Natural language region descriptions:
.....
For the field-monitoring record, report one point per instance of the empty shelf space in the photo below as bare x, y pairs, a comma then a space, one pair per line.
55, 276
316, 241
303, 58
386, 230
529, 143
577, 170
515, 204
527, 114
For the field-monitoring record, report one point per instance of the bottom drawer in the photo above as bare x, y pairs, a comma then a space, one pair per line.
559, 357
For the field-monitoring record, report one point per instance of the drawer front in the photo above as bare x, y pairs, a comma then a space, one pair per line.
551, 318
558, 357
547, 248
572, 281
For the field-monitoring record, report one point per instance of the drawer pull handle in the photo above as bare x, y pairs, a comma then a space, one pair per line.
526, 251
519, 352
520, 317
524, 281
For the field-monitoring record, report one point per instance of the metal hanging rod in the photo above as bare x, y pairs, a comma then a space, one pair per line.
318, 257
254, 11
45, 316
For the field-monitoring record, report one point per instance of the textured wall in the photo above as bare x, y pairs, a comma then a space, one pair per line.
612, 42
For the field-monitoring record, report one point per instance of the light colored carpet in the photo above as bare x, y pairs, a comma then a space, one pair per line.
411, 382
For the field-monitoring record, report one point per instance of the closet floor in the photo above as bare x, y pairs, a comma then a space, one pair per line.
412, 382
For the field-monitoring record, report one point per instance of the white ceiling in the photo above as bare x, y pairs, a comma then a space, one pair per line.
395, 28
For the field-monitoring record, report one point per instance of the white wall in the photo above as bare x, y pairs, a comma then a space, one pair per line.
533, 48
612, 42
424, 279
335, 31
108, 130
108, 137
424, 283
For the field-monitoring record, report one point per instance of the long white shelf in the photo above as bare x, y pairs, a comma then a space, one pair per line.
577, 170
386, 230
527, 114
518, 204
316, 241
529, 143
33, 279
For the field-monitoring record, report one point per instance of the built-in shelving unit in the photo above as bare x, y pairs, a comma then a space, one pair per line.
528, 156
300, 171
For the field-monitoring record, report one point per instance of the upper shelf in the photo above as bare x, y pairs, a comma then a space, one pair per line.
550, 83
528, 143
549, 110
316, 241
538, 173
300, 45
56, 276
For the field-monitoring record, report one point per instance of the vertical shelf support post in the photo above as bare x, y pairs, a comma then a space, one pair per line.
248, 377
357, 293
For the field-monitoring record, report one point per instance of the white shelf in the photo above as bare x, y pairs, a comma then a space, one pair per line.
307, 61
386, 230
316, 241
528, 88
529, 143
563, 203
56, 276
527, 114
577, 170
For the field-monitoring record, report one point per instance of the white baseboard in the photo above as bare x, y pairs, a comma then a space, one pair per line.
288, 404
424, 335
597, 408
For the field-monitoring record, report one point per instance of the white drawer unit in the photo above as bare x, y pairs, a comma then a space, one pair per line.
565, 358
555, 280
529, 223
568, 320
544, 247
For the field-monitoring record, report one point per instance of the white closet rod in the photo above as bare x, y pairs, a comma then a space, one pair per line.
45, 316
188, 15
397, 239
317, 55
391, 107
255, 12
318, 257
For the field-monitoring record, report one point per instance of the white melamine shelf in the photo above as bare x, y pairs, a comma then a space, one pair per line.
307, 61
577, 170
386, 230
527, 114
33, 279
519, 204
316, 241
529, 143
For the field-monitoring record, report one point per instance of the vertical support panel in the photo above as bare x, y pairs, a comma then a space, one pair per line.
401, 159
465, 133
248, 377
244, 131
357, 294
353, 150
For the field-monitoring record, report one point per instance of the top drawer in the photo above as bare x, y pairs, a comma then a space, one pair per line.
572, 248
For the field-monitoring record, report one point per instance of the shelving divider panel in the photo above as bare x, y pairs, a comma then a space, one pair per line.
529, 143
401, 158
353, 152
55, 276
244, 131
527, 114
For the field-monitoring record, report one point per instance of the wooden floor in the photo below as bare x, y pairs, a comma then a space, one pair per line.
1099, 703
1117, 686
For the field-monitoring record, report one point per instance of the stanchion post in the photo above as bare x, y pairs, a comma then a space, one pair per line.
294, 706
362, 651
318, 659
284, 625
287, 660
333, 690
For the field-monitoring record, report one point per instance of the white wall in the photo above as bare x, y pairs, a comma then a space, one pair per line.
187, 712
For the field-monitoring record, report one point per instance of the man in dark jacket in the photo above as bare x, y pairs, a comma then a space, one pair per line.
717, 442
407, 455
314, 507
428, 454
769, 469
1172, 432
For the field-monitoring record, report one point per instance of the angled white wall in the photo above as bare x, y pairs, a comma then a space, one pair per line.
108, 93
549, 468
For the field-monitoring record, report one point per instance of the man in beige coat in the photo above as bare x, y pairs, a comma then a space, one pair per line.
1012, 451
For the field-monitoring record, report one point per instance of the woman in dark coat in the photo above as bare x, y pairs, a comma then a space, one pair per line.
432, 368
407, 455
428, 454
.....
### Work to complete
The answer must be the full data, repeated word for word.

### Output of the exercise
For the field-monitoring record, report one point per instance of the empty shelf space in the photo below as bare x, y pairs, a comma then a space, one pair per line.
55, 276
316, 241
303, 58
386, 230
529, 143
577, 170
515, 204
527, 114
For the field-monitoring record, report one point per instance of the bottom drawer in the photo above as bare x, y pairs, a comma then a space, one pair per line.
559, 357
For the field-monitoring record, report one point per instance of the drawer front in the photo above as bare x, y pairs, a comma then a space, one pair per line.
551, 318
558, 357
547, 248
572, 281
For the field-monitoring record, report one point per instance of the drawer pull handle in the photo above as bare x, y pairs, a comma then a space, one pair per line.
526, 251
519, 352
520, 317
524, 281
For the field-monitoring record, report one point per instance of the metal hanging rod in the photo above as bare x, y pairs, a comma then a space, one pair per line.
318, 257
254, 11
45, 316
For the field-monitoring record, report one point per instance of the textured wall in the photo above as bare x, y pairs, a comma then a space, one pair per line.
612, 42
For the field-monitoring record, report one point per instance of the light colored carpet in the photo above as bare x, y pairs, a comma then a space, one pair per line.
411, 382
For the field-monitoring record, report one point per instance of the closet floor in the photo above as bare x, y pairs, a comma then a space, one pair per line.
412, 382
For the field-monitoring record, report one point per instance of the white ceiling in the photo above as bare x, y pairs, a comma then a space, one pair per line.
395, 28
For the field-monitoring record, report one point per instance of the white wall in the photo above as bare x, y pairs, a comma then a space, one pair per line.
533, 48
612, 42
424, 279
335, 31
108, 130
108, 137
424, 283
For the field-monitoring record, report one point per instance of the long white shelf in the photo above as bare x, y pairs, a comma then a space, one pair per line.
577, 170
386, 230
527, 114
518, 204
316, 241
529, 143
33, 279
For the field-monitoring record, report one point per instance of the built-in shelving unit in the photo above as bare x, y pairs, a comma then a space, one pair per line.
528, 156
300, 171
For the field-monitoring record, report one point per instance of the upper shelf in the photo above as bare x, y pairs, a comma then a space, one pair per line.
550, 83
528, 143
549, 110
316, 241
538, 173
300, 45
56, 276
For the field-monitoring record, report one point per instance of the vertical shelf support post in the photo above as bare x, y pairs, a comma then a space, one pair per line.
248, 377
357, 293
For the field-monitoring record, report one point per instance of the white shelf in the photo above as bare x, y pairs, a comma then a space, one pair per line.
307, 61
386, 230
316, 241
528, 88
529, 143
563, 203
56, 276
527, 114
577, 170
For the field-monitoring record, report one point per instance of the white baseboard in the photo above as bare x, y pairs, a comma then a space, one pair per line.
288, 404
424, 335
597, 408
For the field-monitoring record, report one point per instance of the white drawer unit in the photo above as bare x, y pairs, a comma then a space, one pair per line.
565, 358
555, 280
529, 223
568, 320
544, 247
For the field-monitoring record, report one point per instance of the white closet rod in the photo above as bare x, y pairs, a comma then a space, one pair per line.
45, 316
188, 15
397, 239
317, 55
391, 107
255, 12
318, 257
For the field-monitoring record, report one point per instance of the white melamine shelf in the photo above as bare x, y pairs, a comma then a space, one pair per line.
307, 61
577, 170
386, 230
527, 114
33, 279
519, 204
316, 241
529, 143
For the field-monitoring record, report one point per instance of the vertical support panel in the photo above as bare x, y pairs, a comma then a space, one pair per line.
401, 159
465, 133
248, 377
244, 131
357, 294
353, 150
For the field-monitoring record, report one point per instance of the top drawer in the photo above as bare x, y pairs, a comma then a space, one pair per line.
572, 248
For the field-monitoring record, report one point per instance of the shelving divider panel in the photo above as bare x, y pairs, a comma then a space, one pair per line.
529, 143
401, 158
353, 152
55, 276
244, 131
527, 114
For the field-monitoring record, report one point per instance of the wooden floor in the photo below as bare x, y pairs, a comma then a space, one pair per line.
1099, 703
1117, 686
For the field-monitoring record, report one point per instance of the stanchion post in the photo above as bare x, y pairs, a comma then a space, one pair per line.
294, 706
362, 651
318, 659
284, 625
287, 660
333, 690
For the field-monitoring record, report one point per instance of the white wall in the photo above as bare x, y pairs, a comma then a space, one pair per line.
187, 712
For the field-monitoring record, report one point per instance of the man in dark jacket in the photo above as bare x, y pairs, a comma then a space, one pair per line.
717, 442
407, 455
314, 507
428, 454
769, 469
1172, 432
For the field-monitoring record, report one point per instance of the angled white wall in the photo above as bare x, y pairs, a comma then a space, one pair per line.
108, 93
549, 468
For the field-monitoring record, report one point per instance of the man in beige coat in the photo above as bare x, y pairs, a comma then a space, one pair per line.
1012, 451
For the field-monitoring record, report one point per instance of the woman in dark coat in the photo above as bare x, y pairs, a comma then a space, one pair per line.
432, 368
407, 455
428, 454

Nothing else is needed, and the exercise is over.